#### [AIM]
Could you output the data from its first line through the line containing "Query: hat band" as a JSON list of strings, one string per line and blank lines left out?

═════ PROVIDED RECORDS

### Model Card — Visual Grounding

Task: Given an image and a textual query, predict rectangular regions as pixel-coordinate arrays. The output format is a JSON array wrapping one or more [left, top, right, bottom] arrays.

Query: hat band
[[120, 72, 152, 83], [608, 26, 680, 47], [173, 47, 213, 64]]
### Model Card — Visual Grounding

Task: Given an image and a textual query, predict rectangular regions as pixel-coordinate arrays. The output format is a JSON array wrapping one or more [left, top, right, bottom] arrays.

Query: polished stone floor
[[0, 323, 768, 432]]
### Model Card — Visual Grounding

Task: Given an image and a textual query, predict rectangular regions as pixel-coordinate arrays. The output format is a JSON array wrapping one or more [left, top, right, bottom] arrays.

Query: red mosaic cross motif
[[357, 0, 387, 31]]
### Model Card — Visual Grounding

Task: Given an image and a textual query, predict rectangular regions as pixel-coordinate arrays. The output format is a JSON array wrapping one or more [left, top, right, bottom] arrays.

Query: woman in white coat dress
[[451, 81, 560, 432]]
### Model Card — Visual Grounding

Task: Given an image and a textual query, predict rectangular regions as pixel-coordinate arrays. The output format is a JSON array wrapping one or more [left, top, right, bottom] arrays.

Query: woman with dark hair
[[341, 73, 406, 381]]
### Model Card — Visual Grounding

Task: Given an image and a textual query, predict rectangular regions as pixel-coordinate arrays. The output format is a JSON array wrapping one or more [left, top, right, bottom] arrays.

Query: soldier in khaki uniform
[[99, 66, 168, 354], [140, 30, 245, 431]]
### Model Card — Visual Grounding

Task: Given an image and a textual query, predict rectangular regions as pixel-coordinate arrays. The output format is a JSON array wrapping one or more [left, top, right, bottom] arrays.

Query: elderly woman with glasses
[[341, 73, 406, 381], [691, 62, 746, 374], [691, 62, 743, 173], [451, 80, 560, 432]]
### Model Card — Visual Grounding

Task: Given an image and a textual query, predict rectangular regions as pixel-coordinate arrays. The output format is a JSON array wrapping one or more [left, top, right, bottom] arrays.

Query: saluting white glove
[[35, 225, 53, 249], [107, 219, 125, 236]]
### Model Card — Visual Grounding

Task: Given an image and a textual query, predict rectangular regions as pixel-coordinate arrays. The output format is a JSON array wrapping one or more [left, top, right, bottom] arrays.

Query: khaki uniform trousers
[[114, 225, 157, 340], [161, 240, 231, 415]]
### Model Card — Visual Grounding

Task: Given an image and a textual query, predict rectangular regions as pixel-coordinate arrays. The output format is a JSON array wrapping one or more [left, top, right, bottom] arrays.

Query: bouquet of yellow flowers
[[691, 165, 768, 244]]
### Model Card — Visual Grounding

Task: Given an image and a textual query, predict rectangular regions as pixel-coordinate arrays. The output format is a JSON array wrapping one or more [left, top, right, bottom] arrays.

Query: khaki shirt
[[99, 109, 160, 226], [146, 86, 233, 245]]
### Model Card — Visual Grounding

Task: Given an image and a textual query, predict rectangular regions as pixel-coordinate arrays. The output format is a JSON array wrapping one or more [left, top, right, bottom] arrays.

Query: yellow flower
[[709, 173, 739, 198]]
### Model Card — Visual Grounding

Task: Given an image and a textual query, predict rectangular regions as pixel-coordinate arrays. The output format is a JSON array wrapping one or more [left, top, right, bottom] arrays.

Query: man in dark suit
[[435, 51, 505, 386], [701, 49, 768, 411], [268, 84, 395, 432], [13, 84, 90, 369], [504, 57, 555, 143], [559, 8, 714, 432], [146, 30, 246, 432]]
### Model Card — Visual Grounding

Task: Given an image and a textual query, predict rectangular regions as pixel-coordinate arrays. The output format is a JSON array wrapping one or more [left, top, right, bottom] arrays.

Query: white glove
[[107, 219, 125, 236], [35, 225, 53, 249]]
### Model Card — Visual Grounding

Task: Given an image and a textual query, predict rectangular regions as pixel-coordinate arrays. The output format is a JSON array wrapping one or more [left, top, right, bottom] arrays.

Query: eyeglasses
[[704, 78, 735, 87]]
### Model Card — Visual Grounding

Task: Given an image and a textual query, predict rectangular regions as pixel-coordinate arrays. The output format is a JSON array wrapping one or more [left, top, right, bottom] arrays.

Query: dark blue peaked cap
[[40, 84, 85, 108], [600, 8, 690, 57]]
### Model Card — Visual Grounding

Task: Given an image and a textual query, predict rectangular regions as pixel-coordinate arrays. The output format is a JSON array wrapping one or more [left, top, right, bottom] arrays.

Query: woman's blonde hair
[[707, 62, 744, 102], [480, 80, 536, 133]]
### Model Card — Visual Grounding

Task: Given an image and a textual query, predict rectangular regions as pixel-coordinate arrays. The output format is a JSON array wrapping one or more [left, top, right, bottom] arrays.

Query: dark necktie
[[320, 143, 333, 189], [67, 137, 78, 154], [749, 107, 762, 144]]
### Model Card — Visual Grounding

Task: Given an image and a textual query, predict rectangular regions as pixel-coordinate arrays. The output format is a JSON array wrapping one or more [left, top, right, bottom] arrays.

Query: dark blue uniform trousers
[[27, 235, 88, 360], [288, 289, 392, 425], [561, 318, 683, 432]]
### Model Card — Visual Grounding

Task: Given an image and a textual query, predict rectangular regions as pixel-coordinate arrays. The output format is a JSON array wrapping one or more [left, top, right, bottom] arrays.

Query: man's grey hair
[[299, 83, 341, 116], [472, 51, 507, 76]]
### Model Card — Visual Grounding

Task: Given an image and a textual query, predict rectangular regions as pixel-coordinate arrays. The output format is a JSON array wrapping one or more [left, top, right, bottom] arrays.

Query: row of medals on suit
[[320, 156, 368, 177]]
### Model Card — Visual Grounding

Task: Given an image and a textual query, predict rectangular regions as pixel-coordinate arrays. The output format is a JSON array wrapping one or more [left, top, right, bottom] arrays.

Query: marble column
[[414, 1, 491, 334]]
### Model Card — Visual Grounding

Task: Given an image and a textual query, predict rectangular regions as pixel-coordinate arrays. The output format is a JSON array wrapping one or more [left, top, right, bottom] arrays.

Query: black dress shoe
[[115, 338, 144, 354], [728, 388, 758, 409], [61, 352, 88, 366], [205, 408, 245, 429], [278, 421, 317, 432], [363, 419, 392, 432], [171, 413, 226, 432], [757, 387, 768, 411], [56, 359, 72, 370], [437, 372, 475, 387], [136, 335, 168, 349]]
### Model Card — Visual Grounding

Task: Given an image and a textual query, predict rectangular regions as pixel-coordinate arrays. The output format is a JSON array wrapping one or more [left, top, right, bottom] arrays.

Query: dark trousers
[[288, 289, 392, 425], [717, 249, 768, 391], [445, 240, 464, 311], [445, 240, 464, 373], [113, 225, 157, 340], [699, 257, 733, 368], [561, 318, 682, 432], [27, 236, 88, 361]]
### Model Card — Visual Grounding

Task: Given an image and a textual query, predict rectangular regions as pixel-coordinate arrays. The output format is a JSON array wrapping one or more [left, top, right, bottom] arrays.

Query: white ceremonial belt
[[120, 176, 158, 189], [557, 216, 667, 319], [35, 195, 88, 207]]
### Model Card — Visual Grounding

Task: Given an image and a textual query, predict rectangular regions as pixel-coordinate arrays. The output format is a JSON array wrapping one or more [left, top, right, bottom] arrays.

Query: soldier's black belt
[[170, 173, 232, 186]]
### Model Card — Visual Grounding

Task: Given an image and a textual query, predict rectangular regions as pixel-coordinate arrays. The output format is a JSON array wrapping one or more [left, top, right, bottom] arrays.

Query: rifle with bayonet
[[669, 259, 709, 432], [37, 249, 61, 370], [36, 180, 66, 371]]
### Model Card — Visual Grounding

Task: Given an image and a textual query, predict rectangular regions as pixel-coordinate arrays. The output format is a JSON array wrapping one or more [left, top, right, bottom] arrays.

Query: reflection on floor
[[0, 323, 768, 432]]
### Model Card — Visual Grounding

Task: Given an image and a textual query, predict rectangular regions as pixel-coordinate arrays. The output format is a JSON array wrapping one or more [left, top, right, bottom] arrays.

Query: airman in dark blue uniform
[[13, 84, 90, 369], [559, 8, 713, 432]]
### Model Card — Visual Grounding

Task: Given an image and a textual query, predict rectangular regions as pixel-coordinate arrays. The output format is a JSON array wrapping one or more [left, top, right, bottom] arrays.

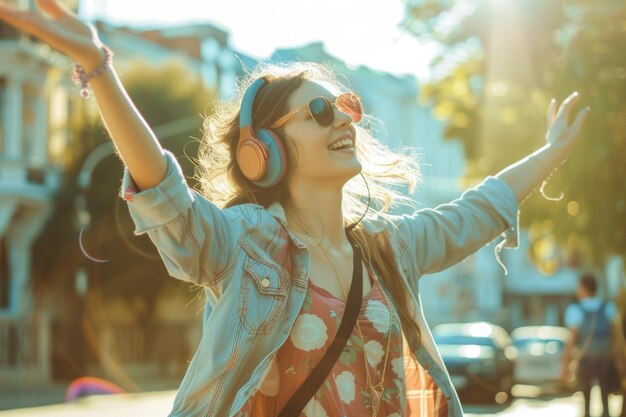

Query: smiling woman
[[0, 0, 588, 417]]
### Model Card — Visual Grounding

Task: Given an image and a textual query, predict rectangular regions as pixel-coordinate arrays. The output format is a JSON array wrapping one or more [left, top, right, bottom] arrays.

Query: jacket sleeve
[[393, 177, 518, 275], [120, 151, 243, 285]]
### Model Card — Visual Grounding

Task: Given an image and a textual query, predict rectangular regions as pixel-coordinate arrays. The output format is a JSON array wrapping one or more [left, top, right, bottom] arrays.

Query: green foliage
[[404, 0, 626, 263]]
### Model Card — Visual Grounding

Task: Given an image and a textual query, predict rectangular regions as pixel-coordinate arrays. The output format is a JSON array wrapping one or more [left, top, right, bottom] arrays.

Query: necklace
[[297, 221, 393, 417]]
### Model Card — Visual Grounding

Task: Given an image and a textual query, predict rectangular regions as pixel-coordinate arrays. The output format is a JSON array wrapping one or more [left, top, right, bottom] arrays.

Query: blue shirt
[[121, 152, 518, 417]]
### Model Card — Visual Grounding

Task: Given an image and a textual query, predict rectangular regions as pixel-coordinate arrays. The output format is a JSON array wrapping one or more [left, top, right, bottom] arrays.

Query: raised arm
[[0, 0, 167, 190], [496, 93, 589, 203]]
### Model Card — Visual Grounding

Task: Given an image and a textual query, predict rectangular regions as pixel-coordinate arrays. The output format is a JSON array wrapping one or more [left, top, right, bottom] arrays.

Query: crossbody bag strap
[[278, 242, 363, 417]]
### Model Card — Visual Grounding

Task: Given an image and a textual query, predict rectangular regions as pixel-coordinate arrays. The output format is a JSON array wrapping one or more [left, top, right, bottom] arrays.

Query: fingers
[[556, 91, 580, 118], [37, 0, 72, 19]]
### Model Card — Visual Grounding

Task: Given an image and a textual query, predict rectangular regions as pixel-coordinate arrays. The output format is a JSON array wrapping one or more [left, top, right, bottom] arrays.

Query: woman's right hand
[[0, 0, 105, 72]]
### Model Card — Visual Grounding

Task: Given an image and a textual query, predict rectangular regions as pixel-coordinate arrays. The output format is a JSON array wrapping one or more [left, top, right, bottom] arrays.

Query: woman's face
[[284, 80, 361, 187]]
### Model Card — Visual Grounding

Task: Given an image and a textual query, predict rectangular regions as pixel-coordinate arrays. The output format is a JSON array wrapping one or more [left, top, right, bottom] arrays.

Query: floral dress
[[236, 270, 448, 417]]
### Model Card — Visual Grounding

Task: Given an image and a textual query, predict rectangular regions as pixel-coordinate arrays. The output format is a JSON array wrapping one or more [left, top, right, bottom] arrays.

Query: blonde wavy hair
[[196, 62, 421, 358]]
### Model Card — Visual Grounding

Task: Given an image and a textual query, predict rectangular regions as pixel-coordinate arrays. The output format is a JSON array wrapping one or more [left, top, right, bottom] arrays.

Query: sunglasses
[[270, 93, 363, 129]]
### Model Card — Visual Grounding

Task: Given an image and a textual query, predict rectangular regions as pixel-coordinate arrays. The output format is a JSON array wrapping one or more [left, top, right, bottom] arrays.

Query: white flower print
[[365, 340, 385, 366], [335, 371, 356, 404], [365, 300, 389, 334], [289, 313, 328, 352], [302, 398, 328, 417], [259, 358, 280, 397], [391, 356, 404, 377]]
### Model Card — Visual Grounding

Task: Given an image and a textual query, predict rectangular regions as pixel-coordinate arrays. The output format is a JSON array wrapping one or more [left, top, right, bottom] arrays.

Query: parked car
[[511, 326, 576, 393], [433, 322, 517, 403]]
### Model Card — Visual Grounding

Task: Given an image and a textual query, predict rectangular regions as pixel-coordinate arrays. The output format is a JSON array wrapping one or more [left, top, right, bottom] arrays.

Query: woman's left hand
[[546, 92, 591, 155]]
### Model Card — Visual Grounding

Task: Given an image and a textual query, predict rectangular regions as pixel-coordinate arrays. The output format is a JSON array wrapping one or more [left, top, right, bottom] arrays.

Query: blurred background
[[0, 0, 626, 409]]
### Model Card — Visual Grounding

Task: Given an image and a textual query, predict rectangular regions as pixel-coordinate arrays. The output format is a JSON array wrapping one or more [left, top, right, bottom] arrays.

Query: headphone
[[236, 78, 287, 188]]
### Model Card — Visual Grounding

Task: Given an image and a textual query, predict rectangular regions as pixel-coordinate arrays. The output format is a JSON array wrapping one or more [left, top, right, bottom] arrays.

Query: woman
[[0, 0, 588, 417]]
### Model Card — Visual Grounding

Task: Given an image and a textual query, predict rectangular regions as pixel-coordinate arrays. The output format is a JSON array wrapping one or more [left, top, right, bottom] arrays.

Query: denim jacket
[[121, 152, 518, 417]]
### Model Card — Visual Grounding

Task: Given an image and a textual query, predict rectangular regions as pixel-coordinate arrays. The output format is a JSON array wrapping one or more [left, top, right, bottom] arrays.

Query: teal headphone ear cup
[[253, 129, 287, 188]]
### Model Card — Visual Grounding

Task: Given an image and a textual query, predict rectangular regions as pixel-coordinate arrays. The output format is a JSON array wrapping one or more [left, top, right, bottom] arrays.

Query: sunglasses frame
[[270, 92, 363, 129]]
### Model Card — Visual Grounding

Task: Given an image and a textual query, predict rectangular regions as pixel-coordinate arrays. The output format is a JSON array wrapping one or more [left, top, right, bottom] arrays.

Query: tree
[[404, 0, 626, 263]]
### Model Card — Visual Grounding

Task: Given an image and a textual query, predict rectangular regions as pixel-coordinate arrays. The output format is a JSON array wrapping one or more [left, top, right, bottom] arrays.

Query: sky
[[80, 0, 437, 80]]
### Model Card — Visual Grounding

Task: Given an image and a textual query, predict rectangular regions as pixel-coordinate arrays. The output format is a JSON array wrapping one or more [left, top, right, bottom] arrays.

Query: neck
[[285, 179, 349, 248]]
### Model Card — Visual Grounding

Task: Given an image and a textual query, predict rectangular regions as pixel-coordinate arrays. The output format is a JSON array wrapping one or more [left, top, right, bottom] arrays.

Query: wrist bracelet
[[72, 45, 113, 99]]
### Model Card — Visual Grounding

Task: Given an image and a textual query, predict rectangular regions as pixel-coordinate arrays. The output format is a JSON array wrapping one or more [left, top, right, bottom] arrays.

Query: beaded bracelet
[[72, 45, 113, 99]]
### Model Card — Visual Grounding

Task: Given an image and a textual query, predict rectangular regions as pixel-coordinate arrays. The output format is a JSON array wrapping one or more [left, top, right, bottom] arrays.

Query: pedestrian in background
[[562, 273, 617, 417]]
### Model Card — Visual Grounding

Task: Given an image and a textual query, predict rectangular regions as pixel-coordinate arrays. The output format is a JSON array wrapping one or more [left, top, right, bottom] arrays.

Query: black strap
[[278, 239, 363, 417]]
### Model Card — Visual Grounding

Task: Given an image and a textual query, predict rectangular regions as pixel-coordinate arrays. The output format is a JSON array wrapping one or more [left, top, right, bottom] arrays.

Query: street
[[0, 387, 622, 417]]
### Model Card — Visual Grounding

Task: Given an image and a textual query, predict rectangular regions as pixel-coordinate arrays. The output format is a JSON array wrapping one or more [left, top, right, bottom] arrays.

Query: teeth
[[328, 139, 352, 151]]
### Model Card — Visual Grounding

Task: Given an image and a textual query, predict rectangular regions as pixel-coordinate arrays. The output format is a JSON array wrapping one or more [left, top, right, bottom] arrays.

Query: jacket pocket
[[237, 254, 287, 335]]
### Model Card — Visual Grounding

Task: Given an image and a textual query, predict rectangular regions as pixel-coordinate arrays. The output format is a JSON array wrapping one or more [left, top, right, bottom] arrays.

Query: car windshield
[[435, 335, 496, 347]]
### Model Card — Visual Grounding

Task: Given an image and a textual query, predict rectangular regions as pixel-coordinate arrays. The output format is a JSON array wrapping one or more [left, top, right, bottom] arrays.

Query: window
[[0, 237, 11, 310]]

══════════

#### [REPLY]
[
  "### Model Card — Visual Grounding",
  "Task: Given an image and a textual query, predict rectangular regions as pixel-coordinate arrays. The output format is a JSON array wrapping one or more [left, top, right, bottom] arrays.",
  "Query: hat band"
]